>> Start

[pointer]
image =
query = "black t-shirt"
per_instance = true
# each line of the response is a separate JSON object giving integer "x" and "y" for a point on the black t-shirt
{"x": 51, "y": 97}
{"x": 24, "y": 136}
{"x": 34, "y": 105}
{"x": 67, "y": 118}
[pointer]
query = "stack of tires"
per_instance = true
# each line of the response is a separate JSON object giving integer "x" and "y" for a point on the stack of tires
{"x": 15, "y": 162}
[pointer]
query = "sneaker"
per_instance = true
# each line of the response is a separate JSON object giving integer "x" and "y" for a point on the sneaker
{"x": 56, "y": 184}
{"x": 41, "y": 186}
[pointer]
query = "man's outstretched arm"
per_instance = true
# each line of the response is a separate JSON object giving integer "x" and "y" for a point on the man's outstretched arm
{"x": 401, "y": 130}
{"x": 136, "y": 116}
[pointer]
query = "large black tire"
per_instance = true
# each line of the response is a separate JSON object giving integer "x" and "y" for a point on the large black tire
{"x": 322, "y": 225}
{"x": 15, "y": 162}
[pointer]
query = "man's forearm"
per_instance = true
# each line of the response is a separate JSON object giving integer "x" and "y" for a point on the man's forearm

>> End

» **WHAT THE TASK REQUIRES**
Reproduce all of the items above line for line, with no changes.

» **EXERCISE SOLUTION**
[pointer]
image =
query = "black t-shirt"
per_instance = true
# each line of the response is a separate JSON object giving integer "x" and "y" for a point on the black t-shirt
{"x": 51, "y": 97}
{"x": 24, "y": 136}
{"x": 34, "y": 105}
{"x": 67, "y": 118}
[pointer]
query = "stack of tires"
per_instance = true
# each line of the response is a separate JSON object giving integer "x" and "y" for a point on the stack of tires
{"x": 15, "y": 162}
[pointer]
query = "sneaker"
per_instance = true
# each line of the response is a separate JSON object giving integer "x" and "y" for a point on the sneaker
{"x": 56, "y": 184}
{"x": 41, "y": 186}
[pointer]
query = "man's outstretched arm"
per_instance = true
# each line of the response is a separate JSON object giving integer "x" and "y" for a point on the man's outstretched arm
{"x": 401, "y": 130}
{"x": 136, "y": 116}
[pointer]
query = "large black tire"
per_instance = true
# each line of the response is a separate JSON object giving integer "x" and "y" for a point on the large black tire
{"x": 322, "y": 225}
{"x": 15, "y": 162}
[pointer]
query = "man's forearm"
per_instance = true
# each line of the response is a separate JSON object giving integer "x" and "y" for a point on the man's forearm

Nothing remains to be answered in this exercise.